- **O que fazer**:
Por favor, cite sem alterações o trecho da coluna sobre a Petrobras que vai de "José Álvaro Cardoso" a "Trabalha no DIEESE.".

José Álvaro Cardoso

Graduado pela Universidade Federal de Santa Catarina, mestre em Economia Rural pela Universidade Federal da Paraíba e Doutor em Ciências Humanas pela UFSC. Trabalha no DIEESE.

Coluna

Acontecimentos na Petrobrás resumem desafios históricos do Brasil

"Se o país dispusesse de uma política econômica soberana, com a existência de um projeto nacional de desenvolvimento, haveria aqui muitas empresas de primeira linha"

A Petrobras obteve um lucro líquido de R$ 23,7 bilhões no 1º trimestre de 2024, com um Ebitda (lucro antes de juros, impostos, depreciação e amortização) ajustado de R$ 60 bilhões. No mesmo período a dívida financeira reduziu em US$ 1,1 bilhão, tendo atingido US$ 27,7 bilhões, menor nível da dívida desde 2010. Apenas no primeiro trimestre a companhia pagou R$ 68,2 bilhões de impostos, o que revela a sua importância para a economia brasileira. O lucro líquido totalizou R$ 23,7 bilhões. O volume de investimentos no primeiro trimestre, de US$ 3 bilhões (mais de R$15 bilhões), foi distribuído nos segmentos de: Exploração e Produção; Refino, Transporte e Comercialização; e Gás e Energias de Baixo Carbono. Em Exploração e Produção foram investidos US$ 2,5 bilhões, 83% do total, direcionados para o desenvolvimento dos grandes projetos que sustentarão o nível de produção dos próximos anos. 

A produção média de óleo, LGN (Líquido de Gás Natural) e gás natural da Petrobras no primeiro trimestre chegou a 2.776 milhões de barris de óleo equivalente por dia (boed), um aumento de 3,7% em comparação ao mesmo período do ano anterior. Em refinaria, a Petrobras atingiu um Fator de Utilização Total (FUT) de 92%, com rendimento de 67% de Diesel, QAV (querosene de avião) e Gasolina, o que representa uma elevada utilização do parque, o que indica a eficiência operacional. 

Foi aprovada a distribuição de R$ 13,45 bilhões em dividendos aos acionistas, relativos ao primeiro trimestre. Em relação ao primeiro trimestre de 2023, ano em que a empresa alterou a regra de distribuição dos ganhos a acionistas, a queda do valor distribuído foi de 45%. O Conselho de Administração da petroleira definiu, no ano passado, uma nova política de distribuição de dividendos, estabelecendo um dividendo trimestral de 45% de seu fluxo de caixa livre (ou seja, a diferença entre fluxo de caixa e os investimentos), que podem ser destinados ao pagamento de dividendos. Com a nova política a distribuição passou de 60% para 45% do fluxo de caixa livre da empresa. A destinação dos 55% restantes fica a critério do Conselho de Administração, que pode reservar todo o montante, inclusive, para o plano de investimentos da companhia. Na gestão Bolsonaro a Petrobras tinha realizado as maiores distribuições de dividendos do mundo entre as petrolíferas.

- **Dados**:
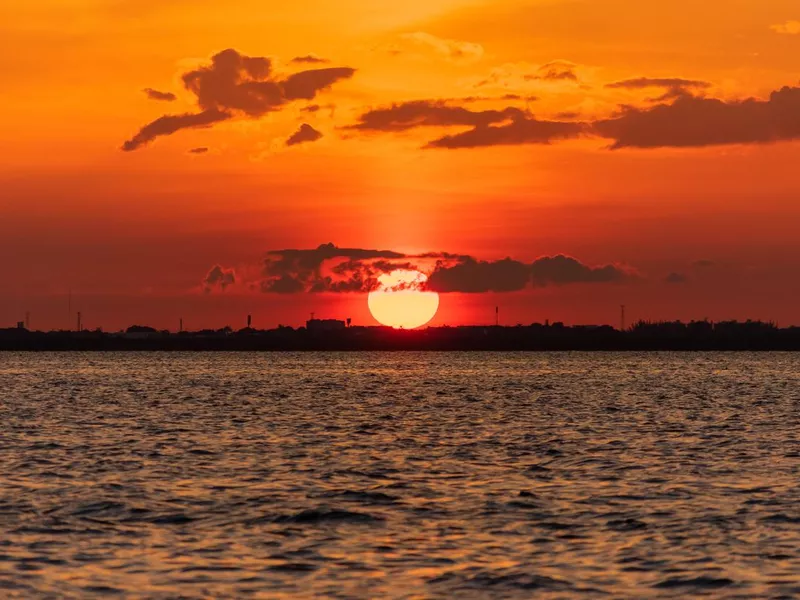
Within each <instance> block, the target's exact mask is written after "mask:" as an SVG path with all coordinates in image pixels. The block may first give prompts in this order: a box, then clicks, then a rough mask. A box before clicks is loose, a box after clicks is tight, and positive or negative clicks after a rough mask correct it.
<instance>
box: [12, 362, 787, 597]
mask: <svg viewBox="0 0 800 600" xmlns="http://www.w3.org/2000/svg"><path fill="white" fill-rule="evenodd" d="M0 390H3V391H2V393H1V394H0V413H1V416H2V423H3V427H2V433H1V434H0V447H2V458H3V460H2V478H1V479H0V523H1V524H2V531H3V532H4V535H3V537H2V538H0V590H2V594H3V596H4V597H20V598H31V597H59V598H62V597H75V598H84V597H91V596H95V595H96V596H107V595H110V594H115V593H116V594H119V595H123V596H130V597H142V596H145V597H148V598H174V597H176V596H180V597H265V598H266V597H269V598H274V597H276V596H281V595H306V596H314V595H316V596H331V597H377V596H383V597H408V598H412V597H442V598H451V597H456V596H457V597H469V596H476V597H520V598H526V597H530V596H531V595H533V594H536V596H537V597H553V598H556V597H557V598H562V597H579V596H585V597H594V596H597V595H598V594H600V593H606V594H609V595H610V596H611V597H637V598H639V597H651V596H663V597H686V596H697V595H699V594H702V593H707V594H711V595H713V596H715V597H756V596H758V597H767V596H772V597H787V598H788V597H792V596H795V595H800V583H798V579H799V578H800V550H798V549H799V548H800V509H799V508H798V507H799V506H800V486H798V475H800V460H798V459H799V458H800V443H798V431H800V427H799V426H800V355H798V354H763V355H751V354H668V353H666V354H603V353H598V354H581V353H569V354H480V353H477V354H450V353H387V354H379V353H378V354H368V353H365V354H347V353H342V354H338V353H328V354H326V353H309V354H213V353H210V354H158V353H154V354H93V353H89V354H27V355H23V354H2V353H0Z"/></svg>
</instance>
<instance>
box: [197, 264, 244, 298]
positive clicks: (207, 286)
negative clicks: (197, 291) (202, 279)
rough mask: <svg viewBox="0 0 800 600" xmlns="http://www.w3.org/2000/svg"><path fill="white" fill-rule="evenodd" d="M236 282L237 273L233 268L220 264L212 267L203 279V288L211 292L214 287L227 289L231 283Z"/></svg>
mask: <svg viewBox="0 0 800 600" xmlns="http://www.w3.org/2000/svg"><path fill="white" fill-rule="evenodd" d="M234 283H236V273H235V271H234V270H233V269H225V268H223V267H221V266H220V265H216V266H214V267H212V269H211V270H210V271H209V272H208V274H207V275H206V276H205V279H203V288H204V289H205V291H206V292H211V291H213V290H214V289H217V288H218V289H220V290H222V291H225V288H227V287H228V286H229V285H233V284H234Z"/></svg>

- **Resultado do exercício**:
José Álvaro Cardoso

Graduado pela Universidade Federal de Santa Catarina, mestre em Economia Rural pela Universidade Federal da Paraíba e Doutor em Ciências Humanas pela UFSC. Trabalha no DIEESE.